作業指示 A: 下の生データから、「hair」という文字列を含む行をすべて抜き出してください。

出典:
□ □ □
モントレー2015 眞貝選手レポート

モントレー2015 眞貝選手レポート

皆さん、こんにちは。

ムゼオ チンクエチェント レーシングチーム ラリー部門ドライバー 眞貝です。

2015年の全日本ラリー選手権も第6戦を迎え、シーズンも中盤を折り返しました。
我が mCrt は、開幕戦(唐津)は幸先良く優勝、第二戦(久万高原)は目の前の勝利をミスでフイにし、そして第3戦(若狭)はリベンジ優勝と、良く言えば波乱に満ちた戦績で戦ってきましたが、第4、5戦はグラベル(未舗装路)でのラリーであったため、当初計画どおり参戦をスキップとしました。

シリーズの戦いに復帰する本戦「モントレー 2015 in 嬬恋」は、”あの”群馬県でのラリー。
群馬県は伝統的に数多くのトップドライバーを輩出してきており、その群馬で開催されるラリーで優勝するということは、日本で生まれたラリードライバーにとってどうしても達成したい目標です。

なぜこんなことを書いたかというと、実は僕、群馬のラリーで優勝したことが無いのです。
さらに言えば、現在全日本戦として開催されているターマック(舗装路)ラリーで、唯一群馬でだけ優勝できていないのです。
□ □ □
作業指示 B: 上のモントレー2015のレポートのうち、「ムゼオ チンクエチェント レーシングチーム」から「で優勝したことが無いのです。」までの部分を、「シーズン」を「年間シリーズ」に置き換えて書き直してください。

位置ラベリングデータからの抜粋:
□ □ □
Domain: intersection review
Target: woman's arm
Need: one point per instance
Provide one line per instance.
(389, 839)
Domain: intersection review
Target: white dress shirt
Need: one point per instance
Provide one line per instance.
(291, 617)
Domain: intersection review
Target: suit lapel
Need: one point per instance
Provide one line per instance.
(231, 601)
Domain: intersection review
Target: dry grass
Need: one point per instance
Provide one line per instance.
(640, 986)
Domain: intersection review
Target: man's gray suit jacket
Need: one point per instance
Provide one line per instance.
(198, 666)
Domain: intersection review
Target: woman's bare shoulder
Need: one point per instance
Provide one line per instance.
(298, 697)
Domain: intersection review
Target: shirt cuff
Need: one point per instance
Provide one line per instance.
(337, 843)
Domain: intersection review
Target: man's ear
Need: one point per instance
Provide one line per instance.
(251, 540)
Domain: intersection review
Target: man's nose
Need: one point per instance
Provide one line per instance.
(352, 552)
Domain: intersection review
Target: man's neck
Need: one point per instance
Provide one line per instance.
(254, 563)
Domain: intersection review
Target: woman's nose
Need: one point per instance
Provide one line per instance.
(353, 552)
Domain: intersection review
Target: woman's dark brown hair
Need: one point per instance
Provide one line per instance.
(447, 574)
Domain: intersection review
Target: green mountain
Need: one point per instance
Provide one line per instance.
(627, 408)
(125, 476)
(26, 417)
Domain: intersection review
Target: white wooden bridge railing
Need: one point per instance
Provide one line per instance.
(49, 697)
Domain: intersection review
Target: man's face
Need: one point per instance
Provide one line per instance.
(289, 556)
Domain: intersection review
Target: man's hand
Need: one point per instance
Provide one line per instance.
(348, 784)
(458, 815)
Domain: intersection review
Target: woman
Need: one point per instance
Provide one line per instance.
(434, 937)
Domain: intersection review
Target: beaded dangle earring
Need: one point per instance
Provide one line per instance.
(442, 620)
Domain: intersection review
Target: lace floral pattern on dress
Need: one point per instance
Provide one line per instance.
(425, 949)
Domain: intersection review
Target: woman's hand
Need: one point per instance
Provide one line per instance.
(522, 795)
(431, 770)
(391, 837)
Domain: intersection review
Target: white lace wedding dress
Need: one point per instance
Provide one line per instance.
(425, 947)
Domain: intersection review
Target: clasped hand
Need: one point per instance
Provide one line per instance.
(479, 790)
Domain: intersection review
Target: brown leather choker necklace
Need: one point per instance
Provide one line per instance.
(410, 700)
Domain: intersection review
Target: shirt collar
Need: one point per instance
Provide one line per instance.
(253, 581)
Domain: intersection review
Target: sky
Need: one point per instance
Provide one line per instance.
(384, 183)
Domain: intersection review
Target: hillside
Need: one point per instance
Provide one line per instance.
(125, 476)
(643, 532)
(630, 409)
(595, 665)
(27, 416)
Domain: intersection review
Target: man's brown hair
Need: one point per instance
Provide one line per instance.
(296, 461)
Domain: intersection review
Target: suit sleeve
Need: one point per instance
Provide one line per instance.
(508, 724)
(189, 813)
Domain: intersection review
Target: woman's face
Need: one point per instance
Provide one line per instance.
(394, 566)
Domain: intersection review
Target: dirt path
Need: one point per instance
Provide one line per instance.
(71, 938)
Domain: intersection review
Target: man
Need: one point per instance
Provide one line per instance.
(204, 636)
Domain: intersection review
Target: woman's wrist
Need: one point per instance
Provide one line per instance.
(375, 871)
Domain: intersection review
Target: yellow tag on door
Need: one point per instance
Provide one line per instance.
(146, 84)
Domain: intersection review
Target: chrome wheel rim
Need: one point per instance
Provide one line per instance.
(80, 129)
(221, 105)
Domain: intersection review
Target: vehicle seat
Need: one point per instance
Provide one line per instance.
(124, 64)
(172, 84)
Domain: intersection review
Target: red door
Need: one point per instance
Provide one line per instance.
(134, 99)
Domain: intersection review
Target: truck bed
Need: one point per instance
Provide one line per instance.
□ □ □
完成した回答 A:
Target: woman's dark brown hair
Target: man's brown hair

完成した回答 B:
ムゼオ チンクエチェント レーシングチーム ラリー部門ドライバー 眞貝です。

2015年の全日本ラリー選手権も第6戦を迎え、年間シリーズも中盤を折り返しました。
我が mCrt は、開幕戦(唐津)は幸先良く優勝、第二戦(久万高原)は目の前の勝利をミスでフイにし、そして第3戦(若狭)はリベンジ優勝と、良く言えば波乱に満ちた戦績で戦ってきましたが、第4、5戦はグラベル(未舗装路)でのラリーであったため、当初計画どおり参戦をスキップとしました。

シリーズの戦いに復帰する本戦「モントレー 2015 in 嬬恋」は、”あの”群馬県でのラリー。
群馬県は伝統的に数多くのトップドライバーを輩出してきており、その群馬で開催されるラリーで優勝するということは、日本で生まれたラリードライバーにとってどうしても達成したい目標です。

なぜこんなことを書いたかというと、実は僕、群馬のラリーで優勝したことが無いのです。